[Start of section]

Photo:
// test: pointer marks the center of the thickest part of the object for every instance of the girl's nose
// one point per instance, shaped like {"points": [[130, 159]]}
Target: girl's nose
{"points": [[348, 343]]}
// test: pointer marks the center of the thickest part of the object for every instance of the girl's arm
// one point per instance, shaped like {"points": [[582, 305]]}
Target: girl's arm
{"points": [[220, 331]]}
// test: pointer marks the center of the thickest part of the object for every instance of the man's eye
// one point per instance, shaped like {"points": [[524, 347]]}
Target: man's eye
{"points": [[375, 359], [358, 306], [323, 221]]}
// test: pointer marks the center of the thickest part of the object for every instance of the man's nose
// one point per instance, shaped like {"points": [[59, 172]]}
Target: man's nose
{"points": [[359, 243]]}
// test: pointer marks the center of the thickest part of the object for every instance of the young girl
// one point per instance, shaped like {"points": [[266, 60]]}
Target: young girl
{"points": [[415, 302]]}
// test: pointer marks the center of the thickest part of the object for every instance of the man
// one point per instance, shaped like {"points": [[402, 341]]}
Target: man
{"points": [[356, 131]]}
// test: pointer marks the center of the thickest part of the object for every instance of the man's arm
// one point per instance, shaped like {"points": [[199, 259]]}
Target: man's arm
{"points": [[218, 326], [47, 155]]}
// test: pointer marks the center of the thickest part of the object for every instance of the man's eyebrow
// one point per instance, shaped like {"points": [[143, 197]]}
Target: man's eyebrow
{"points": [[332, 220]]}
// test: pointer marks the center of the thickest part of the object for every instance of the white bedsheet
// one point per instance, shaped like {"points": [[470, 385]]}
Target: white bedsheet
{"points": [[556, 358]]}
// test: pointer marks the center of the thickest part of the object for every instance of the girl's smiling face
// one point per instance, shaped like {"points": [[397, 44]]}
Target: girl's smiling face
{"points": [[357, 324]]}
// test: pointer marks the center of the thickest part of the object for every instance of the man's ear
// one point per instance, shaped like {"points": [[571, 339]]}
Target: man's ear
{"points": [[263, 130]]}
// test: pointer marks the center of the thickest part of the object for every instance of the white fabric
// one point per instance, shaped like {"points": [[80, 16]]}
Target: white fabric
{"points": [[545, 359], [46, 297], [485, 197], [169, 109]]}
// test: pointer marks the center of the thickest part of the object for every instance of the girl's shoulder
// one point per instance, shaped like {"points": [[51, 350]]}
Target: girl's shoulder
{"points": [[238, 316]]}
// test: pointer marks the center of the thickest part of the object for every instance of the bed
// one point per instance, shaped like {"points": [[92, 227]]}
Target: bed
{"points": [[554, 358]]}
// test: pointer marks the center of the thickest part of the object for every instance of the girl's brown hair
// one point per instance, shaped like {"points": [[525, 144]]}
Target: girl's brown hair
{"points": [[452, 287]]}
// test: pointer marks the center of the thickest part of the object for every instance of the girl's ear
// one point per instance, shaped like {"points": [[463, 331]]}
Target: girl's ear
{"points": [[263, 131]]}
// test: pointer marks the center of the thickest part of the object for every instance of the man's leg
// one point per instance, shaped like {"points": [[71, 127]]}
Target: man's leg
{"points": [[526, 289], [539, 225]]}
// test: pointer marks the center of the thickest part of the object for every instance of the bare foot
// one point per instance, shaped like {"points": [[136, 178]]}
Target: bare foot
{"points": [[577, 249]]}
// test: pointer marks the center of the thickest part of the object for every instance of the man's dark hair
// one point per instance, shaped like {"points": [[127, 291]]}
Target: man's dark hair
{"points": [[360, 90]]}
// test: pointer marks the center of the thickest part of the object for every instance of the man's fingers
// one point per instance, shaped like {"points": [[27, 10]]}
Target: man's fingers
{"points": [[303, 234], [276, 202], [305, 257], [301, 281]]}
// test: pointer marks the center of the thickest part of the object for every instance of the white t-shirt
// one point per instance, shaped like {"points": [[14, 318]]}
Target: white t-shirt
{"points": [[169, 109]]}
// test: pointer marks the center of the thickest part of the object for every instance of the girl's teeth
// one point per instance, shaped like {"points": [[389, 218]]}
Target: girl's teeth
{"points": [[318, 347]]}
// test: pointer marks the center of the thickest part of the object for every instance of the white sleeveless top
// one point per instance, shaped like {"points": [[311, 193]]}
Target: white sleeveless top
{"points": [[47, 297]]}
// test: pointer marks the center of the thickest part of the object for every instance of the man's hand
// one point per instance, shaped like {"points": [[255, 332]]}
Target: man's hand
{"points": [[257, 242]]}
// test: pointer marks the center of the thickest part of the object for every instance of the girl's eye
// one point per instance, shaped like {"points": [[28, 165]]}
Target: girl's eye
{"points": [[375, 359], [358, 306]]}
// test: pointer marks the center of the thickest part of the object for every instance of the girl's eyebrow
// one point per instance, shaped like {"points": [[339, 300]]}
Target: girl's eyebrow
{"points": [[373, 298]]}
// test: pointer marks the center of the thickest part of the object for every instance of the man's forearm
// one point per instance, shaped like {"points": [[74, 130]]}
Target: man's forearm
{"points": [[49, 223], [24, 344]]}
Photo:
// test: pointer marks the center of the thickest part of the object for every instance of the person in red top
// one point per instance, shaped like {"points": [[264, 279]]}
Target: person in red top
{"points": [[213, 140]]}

[End of section]

Copy the full listing exactly.

Photo:
// test: pointer marks the center of the thickest part of the object for every instance of the girl's nose
// one point per instance, shaped like {"points": [[130, 159]]}
Target: girl's nose
{"points": [[348, 343]]}
// test: pointer marks the center of the thickest part of the object for every instance of the girl's arm
// one point per instance, shaped like {"points": [[582, 305]]}
Target: girl's arm
{"points": [[220, 331]]}
// test: pointer marks the center of the thickest part of the object for every instance of the man's eye
// one point per instance, shaped like {"points": [[524, 347]]}
Target: man's eye
{"points": [[375, 359], [358, 306], [323, 221]]}
// test: pointer marks the center of the thickest part of the object for every instance of the man's nose
// one point per instance, shaped like {"points": [[59, 172]]}
Target: man's nose
{"points": [[359, 243]]}
// test: pointer marks the center of the thickest part of the object for every instance of the young girl
// one point per instance, shaped like {"points": [[266, 60]]}
Target: young girl
{"points": [[415, 302]]}
// test: pointer marks the center of the thickest part of the object for every instance of the man
// one point per instance, shaped like {"points": [[402, 341]]}
Target: man
{"points": [[356, 131]]}
// test: pointer marks the center of the thickest part of the object for every instance of the man's arm
// one point per instance, shaped like {"points": [[199, 259]]}
Target: man's arm
{"points": [[218, 326], [47, 155]]}
// test: pointer marks the center of the thickest part of the object for every instance of the man's eyebrow
// one point per instance, shaped like {"points": [[143, 197]]}
Target: man's eyebrow
{"points": [[332, 220]]}
// test: pointer marks the center of the thickest part of the object for every instance of the white bedsheet
// one point per instance, shaped like {"points": [[470, 385]]}
Target: white bedsheet
{"points": [[556, 358]]}
// test: pointer marks the center of the thickest part of the object for every instance of the girl's smiling face
// one point per instance, shaped like {"points": [[397, 44]]}
Target: girl's smiling face
{"points": [[357, 324]]}
// test: pointer marks the center of the thickest part of the object for every instance of the man's ear
// one point per instance, shaped like {"points": [[571, 339]]}
Target: man's ear
{"points": [[263, 130]]}
// test: pointer marks the center of the thickest part of the object for every instance of the white fabric
// one point per instance, shaped like {"points": [[80, 16]]}
Target: white fabric
{"points": [[545, 359], [46, 297], [485, 197], [169, 109]]}
// test: pointer marks the center of the thickest part of the object for every instance of the girl's shoulder
// one point per instance, shaped like {"points": [[51, 350]]}
Target: girl's shoulder
{"points": [[238, 316]]}
// test: pointer marks the center of the thickest part of the object for every instance of the bed
// one point per instance, shaped like {"points": [[92, 227]]}
Target: bed
{"points": [[554, 358]]}
// test: pointer marks the center of the thickest part of the object for every instance of the girl's brown hair
// one point per instance, shaped like {"points": [[525, 144]]}
Target: girl's brown hair
{"points": [[452, 287]]}
// test: pointer marks the center of the thickest part of the object for every instance of the girl's ear
// one point per instance, shaped like {"points": [[463, 331]]}
Target: girl's ear
{"points": [[263, 131]]}
// test: pointer marks the center of the thickest part of the object for every instance of the man's leg
// one point per instance, shaped like {"points": [[71, 127]]}
Target: man's leg
{"points": [[526, 289], [539, 225]]}
// test: pointer marks the center of the thickest part of the object for every instance of the bare foot
// one point per instance, shaped like {"points": [[136, 178]]}
Target: bare foot
{"points": [[577, 249]]}
// test: pointer marks the center of the thickest part of the object for every instance of the man's dark hair
// one point per instance, shaped like {"points": [[127, 291]]}
Target: man's dark hair
{"points": [[360, 90]]}
// test: pointer marks the center of the thickest part of the object for every instance of the man's fingers
// one point per instance, shaped like {"points": [[27, 10]]}
Target: man's fingers
{"points": [[303, 234], [276, 202], [305, 257], [301, 281]]}
// test: pointer marks the center of the thickest part of the object for every instance of the white t-shirt
// one point per instance, shaped like {"points": [[14, 318]]}
Target: white t-shirt
{"points": [[169, 109]]}
// test: pointer marks the center of the thickest part of the object for every instance of the girl's teeth
// one point per instance, shaped like {"points": [[389, 218]]}
Target: girl's teeth
{"points": [[318, 347]]}
// test: pointer marks the center of the thickest part of the object for every instance of the white sleeveless top
// one point per instance, shaped like {"points": [[311, 193]]}
Target: white sleeveless top
{"points": [[47, 297]]}
// test: pointer marks the center of the thickest part of the object for every instance of the man's hand
// one point per instance, shaped like {"points": [[255, 332]]}
Target: man's hand
{"points": [[257, 242]]}
// test: pointer marks the center of the thickest part of the object for every instance of the girl's eye
// one point per instance, shaped like {"points": [[28, 165]]}
Target: girl's eye
{"points": [[375, 359], [358, 306]]}
// test: pointer marks the center of the thickest part of the object for every instance of the girl's eyebrow
// one point per instance, shaped like {"points": [[339, 300]]}
Target: girl's eyebrow
{"points": [[373, 298]]}
// test: pointer marks the center of the thickest part of the object for every instance of the man's forearm
// one point per instance, shaped like {"points": [[74, 130]]}
Target: man's forearm
{"points": [[49, 223], [24, 344]]}
Photo:
// test: pointer marks the center of the thickest part of the object for every instance of the person in red top
// one point per instance, shaped like {"points": [[264, 279]]}
Target: person in red top
{"points": [[213, 140]]}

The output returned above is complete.